_Problem description:_
Nothing but the lines below between the line holding "box: [0, 21, 60, 71]" and the line holding "28L29 31L22 36L20", inclusive, should appear in the answer, each set down exactly.

_Records for processing:_
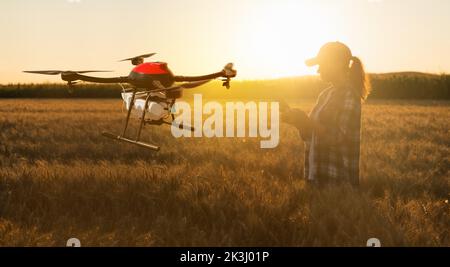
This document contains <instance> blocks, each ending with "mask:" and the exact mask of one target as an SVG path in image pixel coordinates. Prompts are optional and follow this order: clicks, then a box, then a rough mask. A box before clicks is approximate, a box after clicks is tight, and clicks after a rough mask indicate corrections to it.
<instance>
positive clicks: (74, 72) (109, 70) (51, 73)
mask: <svg viewBox="0 0 450 267" xmlns="http://www.w3.org/2000/svg"><path fill="white" fill-rule="evenodd" d="M24 72H26V73H34V74H44V75H58V74H70V73H91V72H112V71H110V70H82V71H70V70H68V71H63V70H33V71H28V70H27V71H24Z"/></svg>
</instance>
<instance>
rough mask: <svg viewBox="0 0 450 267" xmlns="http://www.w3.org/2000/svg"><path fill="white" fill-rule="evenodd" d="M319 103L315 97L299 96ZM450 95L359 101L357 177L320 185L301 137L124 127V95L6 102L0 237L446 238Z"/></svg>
mask: <svg viewBox="0 0 450 267" xmlns="http://www.w3.org/2000/svg"><path fill="white" fill-rule="evenodd" d="M291 104H292V106H295V107H299V108H302V109H304V110H309V109H310V108H311V107H312V105H313V101H309V102H308V101H306V102H296V103H291ZM449 115H450V102H444V101H372V102H369V103H367V104H365V106H364V108H363V126H362V127H363V128H362V146H361V153H362V154H361V187H360V189H359V190H357V189H354V188H352V187H349V186H346V185H339V186H329V187H324V188H315V187H310V186H308V185H306V184H305V182H304V180H303V179H302V177H303V159H304V156H303V152H304V147H303V143H302V141H301V139H300V137H299V135H298V133H297V131H296V130H295V128H294V127H292V126H290V125H287V124H284V123H282V124H281V130H280V144H279V146H278V147H277V148H276V149H268V150H267V149H266V150H263V149H260V147H259V140H258V139H252V138H247V139H243V138H216V139H208V138H187V139H186V138H185V139H175V138H174V137H172V135H171V133H170V128H169V127H167V126H162V127H155V126H148V127H146V128H145V131H144V136H143V139H145V140H148V141H151V142H153V143H156V144H159V145H161V147H162V148H161V151H160V152H153V151H148V150H145V149H143V148H140V147H136V146H133V145H129V144H122V143H118V142H116V141H113V140H110V139H106V138H104V137H102V136H101V135H100V132H101V131H103V130H108V131H111V132H119V131H120V129H121V127H122V122H123V120H124V116H125V114H124V111H123V110H122V106H121V102H120V100H76V99H73V100H58V99H54V100H46V99H41V100H37V99H34V100H31V99H20V100H18V99H10V100H0V129H1V130H0V168H1V169H0V246H65V244H66V241H67V239H69V238H71V237H76V238H78V239H79V240H80V241H81V244H82V246H365V245H366V241H367V240H368V239H369V238H372V237H376V238H378V239H380V240H381V243H382V246H450V233H449V229H450V227H449V226H450V216H449V210H450V209H449V204H448V199H449V193H450V190H449V189H450V180H449V176H450V175H449V166H450V138H449V136H450V124H449V123H448V119H449Z"/></svg>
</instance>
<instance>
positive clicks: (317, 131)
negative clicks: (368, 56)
mask: <svg viewBox="0 0 450 267" xmlns="http://www.w3.org/2000/svg"><path fill="white" fill-rule="evenodd" d="M306 64H307V65H308V66H310V67H312V66H316V65H318V66H319V69H318V73H319V74H320V77H321V79H322V80H323V81H325V82H329V83H330V87H329V88H327V89H326V90H324V91H323V92H322V93H321V94H320V95H319V97H318V99H317V103H316V105H315V106H314V108H313V109H312V111H311V112H310V114H309V115H307V114H306V113H305V112H303V111H301V110H298V109H293V110H292V109H289V110H288V111H287V112H285V113H284V119H285V121H286V122H288V123H291V124H293V125H295V126H296V127H297V128H298V129H299V131H300V134H301V136H302V138H303V140H304V141H305V144H306V153H305V177H306V179H307V181H308V182H312V183H317V184H320V185H323V184H329V183H340V182H348V183H350V184H352V185H355V186H358V185H359V157H360V131H361V103H362V101H363V100H365V99H366V97H367V95H368V94H369V91H370V88H369V83H368V81H367V79H366V74H365V71H364V68H363V65H362V63H361V60H360V59H359V58H357V57H355V56H353V55H352V52H351V51H350V49H349V48H348V47H347V46H346V45H344V44H342V43H339V42H332V43H327V44H325V45H324V46H323V47H322V48H321V49H320V51H319V53H318V55H317V56H316V57H315V58H312V59H309V60H307V61H306Z"/></svg>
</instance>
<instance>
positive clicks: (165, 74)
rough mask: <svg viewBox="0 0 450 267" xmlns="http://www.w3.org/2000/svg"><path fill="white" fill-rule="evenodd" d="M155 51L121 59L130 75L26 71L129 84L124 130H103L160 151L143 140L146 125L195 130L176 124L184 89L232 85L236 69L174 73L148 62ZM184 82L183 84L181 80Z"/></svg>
mask: <svg viewBox="0 0 450 267" xmlns="http://www.w3.org/2000/svg"><path fill="white" fill-rule="evenodd" d="M153 55H155V53H151V54H145V55H140V56H137V57H132V58H127V59H124V60H121V61H131V63H132V64H133V65H134V66H135V67H134V68H133V69H132V70H131V72H130V74H129V75H128V76H122V77H112V78H100V77H93V76H86V75H84V74H85V73H93V72H108V71H99V70H87V71H60V70H44V71H24V72H26V73H34V74H45V75H61V79H62V80H63V81H66V82H67V83H68V85H69V86H73V85H74V84H76V83H77V82H79V81H85V82H93V83H119V84H120V85H121V86H122V84H128V85H129V88H125V87H124V86H122V89H123V92H122V99H123V101H124V102H125V106H126V109H127V116H126V120H125V124H124V127H123V130H122V133H121V134H119V135H117V134H112V133H109V132H103V133H102V135H103V136H105V137H108V138H111V139H115V140H118V141H122V142H127V143H130V144H135V145H138V146H141V147H144V148H148V149H151V150H155V151H158V150H159V149H160V147H159V146H157V145H154V144H150V143H146V142H143V141H141V140H140V138H141V131H142V128H143V127H144V125H147V124H148V125H162V124H169V125H172V126H175V127H179V128H180V129H187V130H190V131H194V128H193V127H192V126H190V125H183V124H179V125H174V124H175V123H174V119H175V118H174V114H173V113H172V107H173V105H174V104H175V101H176V100H177V99H178V98H181V97H182V96H183V90H184V89H191V88H195V87H198V86H200V85H203V84H205V83H207V82H209V81H210V80H213V79H216V78H222V81H223V86H225V87H226V88H227V89H228V88H230V80H231V78H234V77H235V76H236V73H237V72H236V70H234V69H233V64H232V63H228V64H227V65H225V67H224V68H223V69H222V71H219V72H216V73H212V74H208V75H203V76H178V75H174V74H173V73H172V72H171V71H170V69H169V68H168V66H167V63H165V62H146V63H145V62H144V59H145V58H148V57H151V56H153ZM180 82H183V83H180ZM131 115H133V116H134V117H135V118H137V119H138V120H139V121H140V124H139V128H138V131H137V135H136V137H135V138H131V137H127V135H126V133H127V128H128V124H129V121H130V117H131Z"/></svg>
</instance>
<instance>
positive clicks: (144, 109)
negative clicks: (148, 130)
mask: <svg viewBox="0 0 450 267" xmlns="http://www.w3.org/2000/svg"><path fill="white" fill-rule="evenodd" d="M136 93H137V89H136V88H135V89H134V90H133V95H132V96H131V102H130V107H129V108H128V112H127V118H126V121H125V127H124V129H123V132H122V135H116V134H112V133H109V132H102V135H103V136H105V137H107V138H111V139H114V140H118V141H122V142H126V143H129V144H134V145H137V146H140V147H143V148H147V149H150V150H153V151H159V149H160V147H159V146H157V145H153V144H149V143H145V142H142V141H140V138H141V131H142V128H143V127H144V125H145V124H150V125H162V124H168V125H172V126H175V127H178V128H180V129H186V130H189V131H194V130H195V129H194V127H192V126H189V125H183V124H182V123H181V124H176V123H174V122H173V121H174V116H173V114H171V118H172V122H168V121H165V120H164V119H161V120H157V121H154V120H146V119H145V114H146V112H147V108H148V102H149V101H150V100H151V95H150V94H148V95H147V97H146V99H145V105H144V109H143V111H142V115H141V116H140V118H139V120H140V125H139V129H138V133H137V136H136V138H135V139H134V140H133V139H130V138H128V137H126V136H125V133H126V131H127V128H128V122H129V120H130V115H131V111H132V109H133V106H134V101H135V99H136ZM174 103H175V100H174V101H173V102H172V105H173V104H174Z"/></svg>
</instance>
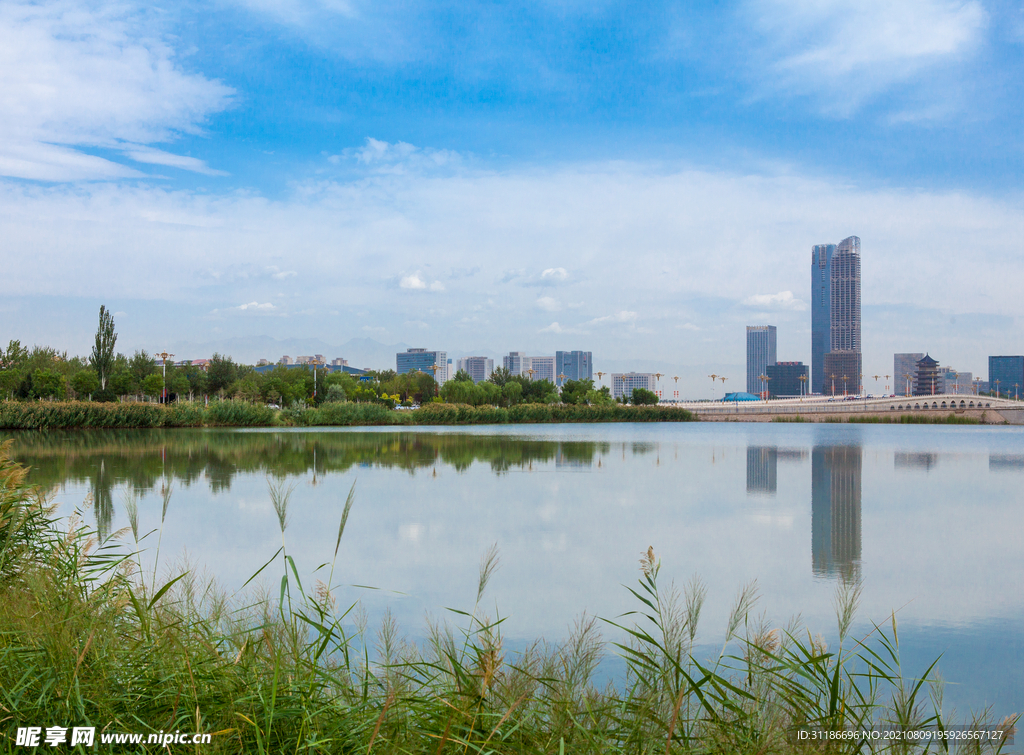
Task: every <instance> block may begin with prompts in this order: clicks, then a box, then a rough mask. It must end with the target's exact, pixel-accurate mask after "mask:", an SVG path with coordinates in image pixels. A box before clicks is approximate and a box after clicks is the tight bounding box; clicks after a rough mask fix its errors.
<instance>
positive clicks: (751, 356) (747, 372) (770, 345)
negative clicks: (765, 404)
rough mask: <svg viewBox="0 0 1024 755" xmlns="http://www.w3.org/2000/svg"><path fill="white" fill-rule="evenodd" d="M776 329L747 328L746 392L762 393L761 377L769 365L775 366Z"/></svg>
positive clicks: (746, 334) (746, 348)
mask: <svg viewBox="0 0 1024 755" xmlns="http://www.w3.org/2000/svg"><path fill="white" fill-rule="evenodd" d="M775 342H776V328H775V326H774V325H748V326H746V392H748V393H758V394H760V393H761V389H762V385H761V376H762V375H764V374H765V370H766V369H767V368H768V365H774V364H775Z"/></svg>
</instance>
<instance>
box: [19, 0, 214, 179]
mask: <svg viewBox="0 0 1024 755" xmlns="http://www.w3.org/2000/svg"><path fill="white" fill-rule="evenodd" d="M231 94H232V90H231V89H230V88H229V87H226V86H224V85H223V84H220V83H219V82H215V81H211V80H209V79H207V78H205V77H203V76H200V75H196V74H189V73H185V72H184V71H182V70H181V69H180V68H179V67H178V66H177V65H176V64H175V60H174V53H173V51H172V50H171V48H170V47H168V46H167V45H166V44H165V43H164V42H162V41H160V39H159V37H158V36H155V35H154V33H153V31H152V30H146V29H143V28H142V25H141V22H140V17H133V16H132V15H131V12H130V10H129V7H128V6H126V5H108V6H103V7H102V8H101V9H100V8H97V7H95V6H93V5H91V4H87V3H84V2H75V1H74V0H49V1H44V2H40V3H29V2H19V1H16V0H15V1H14V2H5V3H2V4H0V145H2V148H0V171H2V172H3V174H5V175H11V176H16V177H22V178H32V179H37V180H47V181H62V180H82V179H110V178H123V177H133V176H137V175H139V173H138V172H137V171H134V170H132V169H131V168H127V167H124V166H119V165H117V164H116V163H114V162H113V161H110V160H105V159H103V158H100V157H96V156H92V155H89V154H87V153H85V152H82V151H81V150H78V149H69V148H110V149H115V150H117V149H122V148H123V142H124V141H128V142H132V143H131V144H129V145H128V148H126V149H127V150H128V151H130V152H132V153H134V156H133V157H132V159H133V160H137V161H139V162H147V163H155V164H159V165H166V166H170V167H181V168H184V169H186V170H197V169H199V170H200V171H201V172H203V171H204V170H205V171H209V170H210V169H209V168H205V164H203V163H202V161H198V160H197V161H195V162H193V159H190V158H181V157H180V156H173V155H170V154H168V153H162V152H161V151H159V150H151V149H147V148H146V146H144V145H145V144H148V143H152V142H159V141H167V140H170V139H173V138H174V137H175V135H176V134H179V133H197V132H198V131H199V129H200V127H201V125H202V123H203V121H204V120H205V119H206V117H207V116H208V115H209V114H211V113H214V112H216V111H219V110H222V109H223V108H225V107H226V106H227V103H228V102H229V99H230V96H231Z"/></svg>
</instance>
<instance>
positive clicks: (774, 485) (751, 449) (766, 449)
mask: <svg viewBox="0 0 1024 755" xmlns="http://www.w3.org/2000/svg"><path fill="white" fill-rule="evenodd" d="M777 481H778V449H777V448H776V447H775V446H748V447H746V495H758V494H761V495H769V496H774V495H775V491H776V488H777Z"/></svg>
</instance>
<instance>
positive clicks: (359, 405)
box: [0, 401, 696, 430]
mask: <svg viewBox="0 0 1024 755" xmlns="http://www.w3.org/2000/svg"><path fill="white" fill-rule="evenodd" d="M692 421H696V417H695V416H694V415H693V414H692V413H690V412H688V411H686V410H685V409H680V408H677V407H657V406H652V407H644V406H640V407H634V406H626V405H620V404H616V405H612V406H605V407H591V406H573V405H562V404H554V405H547V404H521V405H517V406H513V407H509V408H504V407H488V406H485V407H472V406H468V405H465V404H428V405H426V406H423V407H421V408H419V409H415V410H404V411H401V410H392V409H388V408H387V407H385V406H383V405H380V404H355V403H349V402H346V403H338V404H324V405H322V406H319V407H317V408H309V409H303V410H288V409H286V410H275V409H269V408H267V407H265V406H262V405H258V404H250V403H248V402H241V401H224V402H211V403H210V405H209V406H204V405H202V404H199V403H196V404H189V403H178V404H171V405H169V406H164V405H160V404H141V403H130V404H117V403H111V404H97V403H89V402H0V429H4V430H36V429H78V428H82V429H91V428H103V429H114V428H150V427H326V426H334V427H346V426H374V425H381V426H386V425H472V424H537V423H563V422H692Z"/></svg>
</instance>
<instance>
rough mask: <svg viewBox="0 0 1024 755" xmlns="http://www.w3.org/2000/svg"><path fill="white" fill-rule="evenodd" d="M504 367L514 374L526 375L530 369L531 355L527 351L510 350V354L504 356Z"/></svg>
mask: <svg viewBox="0 0 1024 755" xmlns="http://www.w3.org/2000/svg"><path fill="white" fill-rule="evenodd" d="M502 367H504V368H505V369H506V370H508V371H509V372H510V373H512V374H513V375H525V374H527V373H526V370H528V369H529V356H527V355H526V352H525V351H509V353H508V356H502Z"/></svg>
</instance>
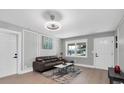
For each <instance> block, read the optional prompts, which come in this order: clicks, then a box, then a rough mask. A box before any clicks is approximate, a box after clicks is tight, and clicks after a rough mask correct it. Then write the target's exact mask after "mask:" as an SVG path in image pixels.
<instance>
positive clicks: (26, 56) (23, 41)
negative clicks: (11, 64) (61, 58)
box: [0, 21, 60, 71]
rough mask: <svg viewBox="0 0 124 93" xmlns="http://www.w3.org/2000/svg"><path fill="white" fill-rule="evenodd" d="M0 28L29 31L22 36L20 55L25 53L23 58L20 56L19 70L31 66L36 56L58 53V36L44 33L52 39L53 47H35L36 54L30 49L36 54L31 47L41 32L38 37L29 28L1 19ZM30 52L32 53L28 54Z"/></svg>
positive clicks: (31, 65)
mask: <svg viewBox="0 0 124 93" xmlns="http://www.w3.org/2000/svg"><path fill="white" fill-rule="evenodd" d="M0 28H5V29H9V30H14V31H19V32H21V33H22V32H23V30H28V31H29V32H28V33H24V34H25V36H24V37H25V38H24V40H23V38H22V49H21V50H22V56H23V54H25V56H24V58H22V60H21V61H22V64H21V70H22V71H23V70H25V69H27V68H28V67H29V68H30V67H31V66H32V62H33V60H35V57H36V56H50V55H58V54H59V51H60V39H58V38H55V37H53V36H47V35H46V36H47V37H51V38H52V39H53V49H52V50H45V49H41V47H38V49H37V50H38V55H33V54H32V52H31V51H33V52H34V54H36V49H35V50H33V47H34V48H36V41H35V39H36V37H37V38H38V41H40V37H41V36H42V35H43V34H40V37H39V35H37V36H35V35H32V34H31V33H32V32H33V31H31V30H29V29H25V28H23V27H20V26H17V25H13V24H10V23H7V22H3V21H0ZM24 34H23V33H22V37H23V35H24ZM37 34H39V33H37ZM34 38H35V39H34ZM32 40H33V42H32ZM24 41H25V42H24ZM23 44H24V45H23ZM41 44H42V43H41V42H38V46H40V45H41ZM23 46H24V47H23ZM23 48H24V51H23ZM30 53H31V54H32V55H30ZM23 61H24V62H23Z"/></svg>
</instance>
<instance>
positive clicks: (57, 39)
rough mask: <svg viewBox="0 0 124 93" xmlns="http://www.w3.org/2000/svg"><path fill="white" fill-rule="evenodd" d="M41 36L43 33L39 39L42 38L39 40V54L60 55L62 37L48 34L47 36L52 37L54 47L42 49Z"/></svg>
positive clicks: (45, 54) (39, 37)
mask: <svg viewBox="0 0 124 93" xmlns="http://www.w3.org/2000/svg"><path fill="white" fill-rule="evenodd" d="M41 37H42V35H40V36H39V39H40V40H39V44H40V47H39V50H40V53H39V56H51V55H53V56H54V55H56V56H58V55H59V54H60V39H58V38H54V37H51V36H47V37H50V38H52V42H53V48H52V49H42V38H41Z"/></svg>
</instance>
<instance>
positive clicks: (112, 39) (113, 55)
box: [94, 37, 114, 69]
mask: <svg viewBox="0 0 124 93" xmlns="http://www.w3.org/2000/svg"><path fill="white" fill-rule="evenodd" d="M94 65H95V67H96V68H101V69H108V67H112V66H114V37H104V38H96V39H94Z"/></svg>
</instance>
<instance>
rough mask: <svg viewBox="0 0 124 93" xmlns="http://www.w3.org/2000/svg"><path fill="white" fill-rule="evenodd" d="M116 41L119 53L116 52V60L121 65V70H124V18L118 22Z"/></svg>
mask: <svg viewBox="0 0 124 93" xmlns="http://www.w3.org/2000/svg"><path fill="white" fill-rule="evenodd" d="M118 37H119V39H118V43H119V54H118V61H119V65H120V67H121V70H122V71H123V72H124V20H123V22H122V23H121V24H120V26H119V28H118Z"/></svg>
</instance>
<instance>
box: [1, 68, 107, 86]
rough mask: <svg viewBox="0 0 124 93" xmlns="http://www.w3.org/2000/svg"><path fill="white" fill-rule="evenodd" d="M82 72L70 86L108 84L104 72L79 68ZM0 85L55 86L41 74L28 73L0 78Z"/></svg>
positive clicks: (76, 77) (74, 79)
mask: <svg viewBox="0 0 124 93" xmlns="http://www.w3.org/2000/svg"><path fill="white" fill-rule="evenodd" d="M80 69H81V70H82V72H81V73H80V74H79V75H78V76H77V77H75V78H74V79H73V80H72V81H71V82H70V84H108V83H109V79H108V73H107V71H106V70H100V69H93V68H85V67H80ZM0 84H57V82H55V81H54V80H52V79H48V78H46V77H44V76H43V75H42V74H41V73H37V72H29V73H25V74H21V75H12V76H8V77H4V78H0Z"/></svg>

_Answer to this exercise:_
box: [0, 21, 60, 71]
rough mask: <svg viewBox="0 0 124 93" xmlns="http://www.w3.org/2000/svg"><path fill="white" fill-rule="evenodd" d="M0 28L29 31L22 36L20 55L25 53L23 58L20 56L19 70L31 66L36 56L58 53V36L44 33L52 39L53 47H35L36 54L30 49L36 54L31 47L41 32L38 37L29 28L1 19ZM30 52L32 53L28 54Z"/></svg>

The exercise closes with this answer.